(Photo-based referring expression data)
========================================

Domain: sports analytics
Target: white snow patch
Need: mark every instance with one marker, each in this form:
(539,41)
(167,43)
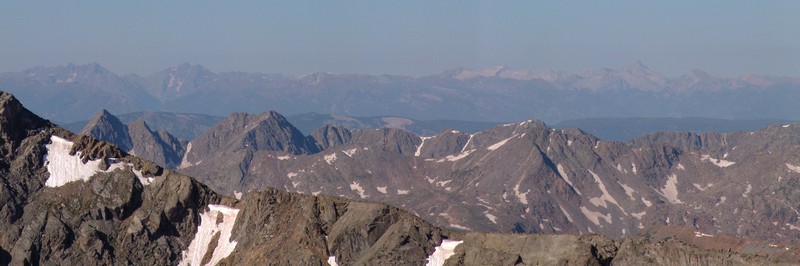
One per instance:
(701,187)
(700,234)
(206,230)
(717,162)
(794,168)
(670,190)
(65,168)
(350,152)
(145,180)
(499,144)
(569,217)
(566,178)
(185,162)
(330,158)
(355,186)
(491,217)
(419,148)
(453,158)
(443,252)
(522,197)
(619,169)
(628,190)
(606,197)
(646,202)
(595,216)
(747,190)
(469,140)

========================================

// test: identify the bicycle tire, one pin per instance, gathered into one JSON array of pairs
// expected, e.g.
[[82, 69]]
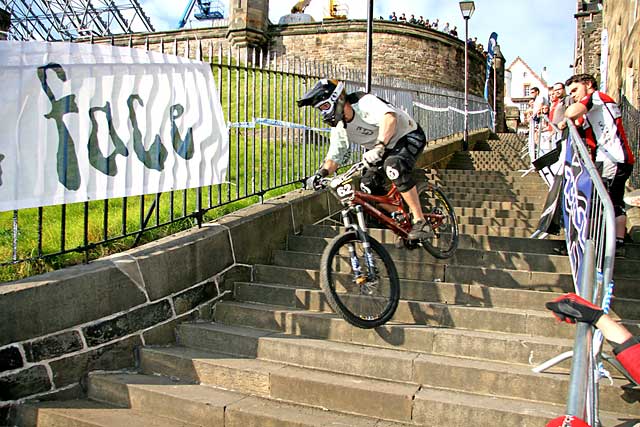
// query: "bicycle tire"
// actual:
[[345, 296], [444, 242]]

========================================

TASK STATEMENT | In the lines above, spot each one that contains the word "tire" and copy it.

OUTPUT |
// test: identify the bicycle tire, one pin per instance, gathered into one JSON array of pairs
// query: "bicycle tire"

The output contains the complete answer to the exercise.